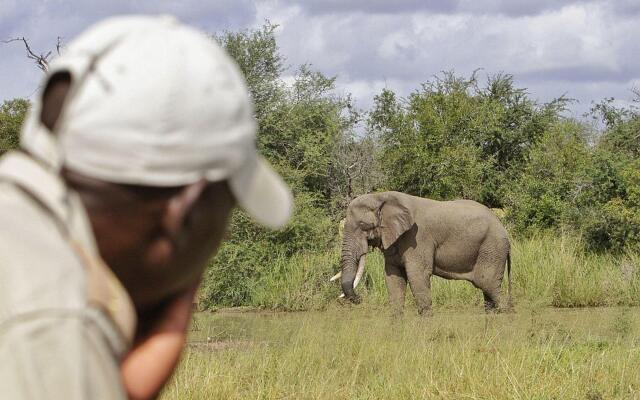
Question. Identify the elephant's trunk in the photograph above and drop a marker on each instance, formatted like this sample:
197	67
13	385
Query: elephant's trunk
349	262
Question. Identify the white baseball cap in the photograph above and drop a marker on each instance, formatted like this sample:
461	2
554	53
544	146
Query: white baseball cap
154	102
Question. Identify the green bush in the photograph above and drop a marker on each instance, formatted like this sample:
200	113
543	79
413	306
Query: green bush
545	195
12	113
251	253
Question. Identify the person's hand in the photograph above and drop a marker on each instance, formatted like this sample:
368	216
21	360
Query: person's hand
156	352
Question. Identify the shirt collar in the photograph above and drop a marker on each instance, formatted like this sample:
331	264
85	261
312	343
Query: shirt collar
39	181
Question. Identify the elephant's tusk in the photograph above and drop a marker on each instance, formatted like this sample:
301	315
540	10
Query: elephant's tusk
359	274
360	271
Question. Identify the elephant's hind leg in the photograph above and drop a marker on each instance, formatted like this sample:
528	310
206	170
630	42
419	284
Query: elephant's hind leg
489	271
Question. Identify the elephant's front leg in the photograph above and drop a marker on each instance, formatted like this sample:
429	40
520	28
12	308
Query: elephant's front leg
419	278
396	286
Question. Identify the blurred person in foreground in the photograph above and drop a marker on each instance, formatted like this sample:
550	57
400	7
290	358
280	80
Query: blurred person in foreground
132	157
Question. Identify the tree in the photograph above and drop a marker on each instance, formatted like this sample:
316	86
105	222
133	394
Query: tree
456	139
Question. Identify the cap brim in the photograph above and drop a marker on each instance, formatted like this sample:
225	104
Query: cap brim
262	193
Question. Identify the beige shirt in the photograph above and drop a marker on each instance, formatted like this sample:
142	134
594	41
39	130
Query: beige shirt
65	320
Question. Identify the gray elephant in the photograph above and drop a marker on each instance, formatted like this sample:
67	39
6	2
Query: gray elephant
458	239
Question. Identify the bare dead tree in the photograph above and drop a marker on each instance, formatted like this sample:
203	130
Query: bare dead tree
42	60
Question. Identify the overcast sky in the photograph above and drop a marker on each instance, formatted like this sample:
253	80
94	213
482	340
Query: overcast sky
587	50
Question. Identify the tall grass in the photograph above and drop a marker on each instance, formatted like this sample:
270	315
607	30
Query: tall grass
533	354
547	270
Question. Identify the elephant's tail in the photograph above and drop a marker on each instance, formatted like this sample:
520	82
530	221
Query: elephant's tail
509	278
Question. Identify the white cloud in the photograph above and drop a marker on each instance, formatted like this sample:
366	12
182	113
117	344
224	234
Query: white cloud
587	49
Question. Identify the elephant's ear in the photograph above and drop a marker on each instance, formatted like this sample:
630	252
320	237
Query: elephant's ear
395	219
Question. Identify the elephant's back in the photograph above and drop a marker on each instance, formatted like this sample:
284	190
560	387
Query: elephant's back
472	215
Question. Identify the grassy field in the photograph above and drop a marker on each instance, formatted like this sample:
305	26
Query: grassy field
360	353
548	270
574	335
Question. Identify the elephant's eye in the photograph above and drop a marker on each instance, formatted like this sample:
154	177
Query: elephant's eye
366	226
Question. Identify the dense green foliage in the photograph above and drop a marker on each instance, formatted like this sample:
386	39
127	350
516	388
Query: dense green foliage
12	113
454	137
300	127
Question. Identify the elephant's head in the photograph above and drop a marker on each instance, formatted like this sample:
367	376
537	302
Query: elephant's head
375	220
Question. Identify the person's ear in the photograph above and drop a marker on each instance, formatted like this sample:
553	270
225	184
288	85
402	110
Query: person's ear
53	98
179	206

# Brief
Would you transcribe all of the data exactly, apart from its pictures?

# Result of the task
Question. Identify the elephant's trunk in the photograph above and drop a marker on each instance, formatted like this sample:
197	67
13	385
Query: elephant's trunk
349	262
Question. Identify the white baseball cap in the photograph above and drop a marker on each instance, formatted like this sample:
461	2
554	53
544	146
Query: white baseball cap
154	102
Question. Identify the green bush in the photograph above and drop a marker on each instance, formatted like this sample:
200	113
543	79
413	306
Query: green bush
545	195
12	113
251	253
Question. Identify the person's hand in the photograph above and drop a marker on each instance, formatted like this sample:
368	216
21	360
Query: person's hand
156	352
Question. Identify the shirt collar in the photograph above and drop a marker on each instance, formatted like this sample:
331	264
85	261
312	343
Query: shirt collar
39	181
Question. Identify the elephant's tusk in the photograph above and drop a marker on each instance, formatted like this sample:
301	315
540	10
Query: elephant's tusk
359	274
360	271
Question. Identify the elephant's hind leg in the photograph above and drop a marker on each instance, formatted like this sample:
528	310
206	170
630	42
419	284
Query: elephant's hind leg
489	271
Question. Identify the elephant's front leg in the photograph above and drop a marker on each instance, formatted like this sample:
429	40
520	28
12	308
Query: elephant's front leg
419	278
396	286
Question. Identify the blurred person in foreground in the photograph above and drop a marker on each instance, formatted like this sample:
550	57
400	7
290	358
280	80
Query: blurred person in foreground
132	157
Question. Identify the tree in the photograph above and drop a marker on each instance, formatted like this sample:
316	86
105	222
133	394
Query: tree
456	139
Question. Identify the cap brim in the photograph above and drop a marker on each instance, formatted like this sample:
225	104
Query: cap brim
262	193
Question. Identify the beige shirt in the photograph above and drop a marker on each instance, formatted like this sample:
142	134
594	41
39	130
Query: beige shirt
65	320
Question. Identify the gray elephant in the photograph above and drop a marker on each instance, formatted like this sample:
67	39
6	2
Query: gray elephant
458	239
Question. Identify the bare dead tree in the photograph above and drop a marker on each instance, formatted like this sample:
203	130
Query: bare dead tree
42	60
Question. Identify the overcast sky in the photograph above and drop a marker on each instance, formatted like this sample:
253	80
94	213
482	340
Query: overcast sky
587	50
Question. Identify the tall grass in the photograph above and drop a marker on each instance, formatted like this sample:
270	315
607	30
Query: tall grass
533	354
547	270
Question. Identify the elephant's tail in the photograph above and drop a marker on each instance, formatted like this sample:
520	82
530	221
Query: elephant's tail
509	278
Question. Identify the white cloud in the photograph above and drop a marker on each instance, formatted like this sample:
366	12
182	113
117	344
224	234
Query: white cloud
587	49
Question. Identify the elephant's ear in the photograph above and drop a marker on each instance, formatted like this sample:
630	252
320	237
Query: elephant's ear
395	219
Question. Identify the elephant's back in the photograph above and drop a marker on each instance, formatted like this sample:
284	190
560	387
Query: elephant's back
472	215
Question. Identify the grassy field in the photograph above and drop a marker on each instance, formatted like this sample:
305	26
Query: grassy field
360	353
548	270
574	335
Question. Identify the elephant's eye in the photograph above and drop a marker on each instance, formatted like this sample:
154	177
Query: elephant's eye
366	226
Question. Identify the dense green foliage in the photograph above and drop a marker on each instance, formatted like this sample:
386	39
127	350
516	388
Query: dense green foliage
12	113
454	137
300	127
Question. Identify the elephant's head in the photograph above and drop a marker on each instance, formatted like this sample:
367	376
537	302
Query: elephant's head
375	220
Question. Identify the person's ear in the photograph above and drop a marker on each instance, formatted like this sample:
553	270
225	184
288	85
402	110
Query: person's ear
53	98
179	206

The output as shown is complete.